Records to use:
--------------------------------------------------

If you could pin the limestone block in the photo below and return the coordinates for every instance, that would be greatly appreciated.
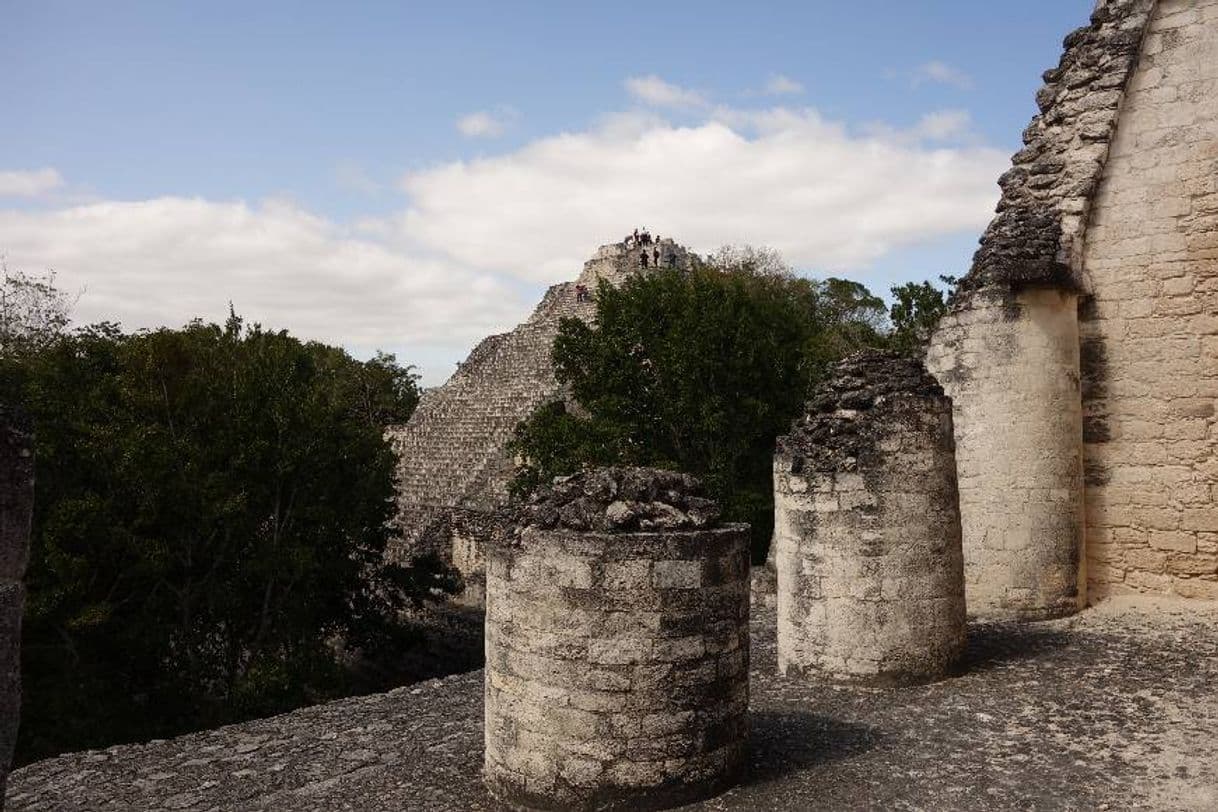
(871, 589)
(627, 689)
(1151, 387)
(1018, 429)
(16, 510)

--------------------------------------------------

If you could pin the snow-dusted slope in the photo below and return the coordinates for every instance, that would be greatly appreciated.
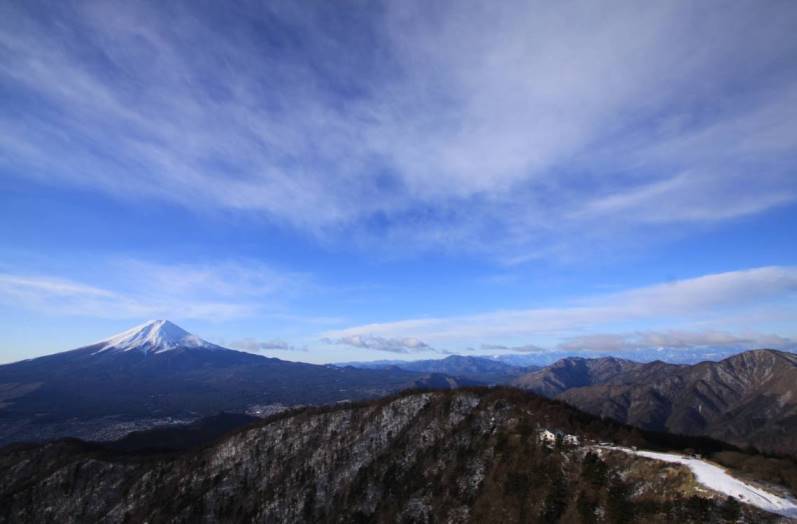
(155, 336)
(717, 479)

--------------------------------------------------

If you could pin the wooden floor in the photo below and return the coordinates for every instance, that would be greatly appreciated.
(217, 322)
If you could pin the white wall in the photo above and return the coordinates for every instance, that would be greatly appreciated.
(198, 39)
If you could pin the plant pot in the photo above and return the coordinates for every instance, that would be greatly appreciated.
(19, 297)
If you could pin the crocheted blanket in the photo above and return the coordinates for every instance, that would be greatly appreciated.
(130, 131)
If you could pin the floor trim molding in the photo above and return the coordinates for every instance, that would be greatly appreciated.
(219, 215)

--------------------------------------------------

Report every line in the records above that contains the word "below", copying each line in full.

If you could pin the limestone block in the photo below and return the coordinates for every instance, that would be greatly appreciated.
If you could pin the snow-dusted slope in the photo below and return the coordinates for every instance, that would be greatly appreciated.
If you could pin the wooden floor in the photo below and return the coordinates for every instance, that would be greatly appreciated.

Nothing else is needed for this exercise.